REQUIREMENTS: Put every line of the data below into a numbered list, skipping the blank lines.

** begin INPUT MATERIAL **

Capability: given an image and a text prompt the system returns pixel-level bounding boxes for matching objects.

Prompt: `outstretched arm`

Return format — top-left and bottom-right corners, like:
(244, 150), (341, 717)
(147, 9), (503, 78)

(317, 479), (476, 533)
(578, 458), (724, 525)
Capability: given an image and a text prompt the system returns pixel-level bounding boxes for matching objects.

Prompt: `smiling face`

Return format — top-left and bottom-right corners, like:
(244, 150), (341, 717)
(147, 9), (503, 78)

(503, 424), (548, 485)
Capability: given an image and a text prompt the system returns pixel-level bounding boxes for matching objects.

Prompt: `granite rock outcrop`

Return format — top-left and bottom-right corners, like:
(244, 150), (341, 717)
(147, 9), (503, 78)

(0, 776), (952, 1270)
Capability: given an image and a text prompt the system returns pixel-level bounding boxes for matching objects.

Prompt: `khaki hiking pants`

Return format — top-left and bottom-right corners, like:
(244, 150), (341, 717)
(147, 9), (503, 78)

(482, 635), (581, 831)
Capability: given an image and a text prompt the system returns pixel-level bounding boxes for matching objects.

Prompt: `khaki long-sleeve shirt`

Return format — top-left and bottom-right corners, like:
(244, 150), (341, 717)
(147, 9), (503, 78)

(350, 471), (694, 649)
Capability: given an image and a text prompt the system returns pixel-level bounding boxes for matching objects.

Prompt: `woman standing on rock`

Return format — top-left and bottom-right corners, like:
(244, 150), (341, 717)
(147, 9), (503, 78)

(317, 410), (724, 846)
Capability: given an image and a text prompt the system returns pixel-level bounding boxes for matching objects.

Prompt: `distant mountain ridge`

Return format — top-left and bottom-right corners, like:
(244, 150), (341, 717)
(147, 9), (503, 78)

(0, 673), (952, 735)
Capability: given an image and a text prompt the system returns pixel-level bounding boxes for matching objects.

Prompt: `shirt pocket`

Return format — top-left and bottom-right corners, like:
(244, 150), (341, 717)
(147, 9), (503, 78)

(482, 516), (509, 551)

** end INPUT MATERIAL **

RESPONSE TO THE TASK:
1. Capability: given an image and a text prompt the system returns pixel-level bounding boxes for matching objects.
2. Prompt: `outstretched arm`
3. Return format — top-left and bottom-right corners, like:
4. (244, 150), (341, 717)
5. (147, 9), (503, 78)
6. (317, 479), (476, 533)
7. (578, 458), (724, 525)
8. Capability: given an image and a text prompt the system returns pixel-level bounding boxes for matching objects.
9. Prompt: `smiling face`
10. Return format — top-left and bottom-right corners, like:
11. (244, 150), (341, 717)
12. (147, 9), (503, 78)
13. (503, 424), (548, 485)
14. Capability: given an image and a text prompt the system returns pixel-level bounding boxes for matching objects.
15. Prompt: `granite rock outcrop`
16. Return format — top-left and bottom-right corners, like:
17. (244, 150), (341, 717)
18. (147, 9), (503, 78)
19. (0, 776), (952, 1270)
20. Capability: given an image and a text prompt the system returns pixel-level bounding boxes for matching objects.
21. Prompt: `khaki hiking pants`
22. Return format — top-left and bottom-right corners, like:
23. (244, 150), (341, 717)
24. (147, 9), (503, 78)
25. (482, 635), (581, 831)
26. Capability: given an image and a text prompt the system returns pixel-level bounding boxes for matching objects.
27. Prompt: `khaki long-sleeve shirt`
28. Return format — top-left and bottom-right corners, like:
29. (244, 150), (341, 717)
30. (147, 9), (503, 78)
31. (350, 471), (694, 649)
32. Capability: given an image and a text prompt the system returns pixel-level bounding boxes for matching objects.
33. Prompt: `woman standing on rock`
34. Return format — top-left and bottom-right corners, like:
35. (244, 150), (341, 717)
36. (147, 9), (503, 78)
37. (317, 410), (724, 846)
38. Capability: given an image and a text prompt the system returns pixel-level bounding boxes for matching objects.
39. Prompt: `distant mountain ridge`
40. Return format — top-left and bottom-right corners, like:
41. (244, 150), (341, 717)
42. (147, 9), (503, 78)
43. (0, 673), (952, 735)
44. Capability: given an image and a text prompt the system returns pixel-level bounding boxes for matching objects.
45. Prompt: `shirt pocket`
46. Return format — top-left and bottom-right corners, like:
47. (244, 150), (341, 717)
48. (147, 9), (503, 78)
49. (482, 516), (509, 551)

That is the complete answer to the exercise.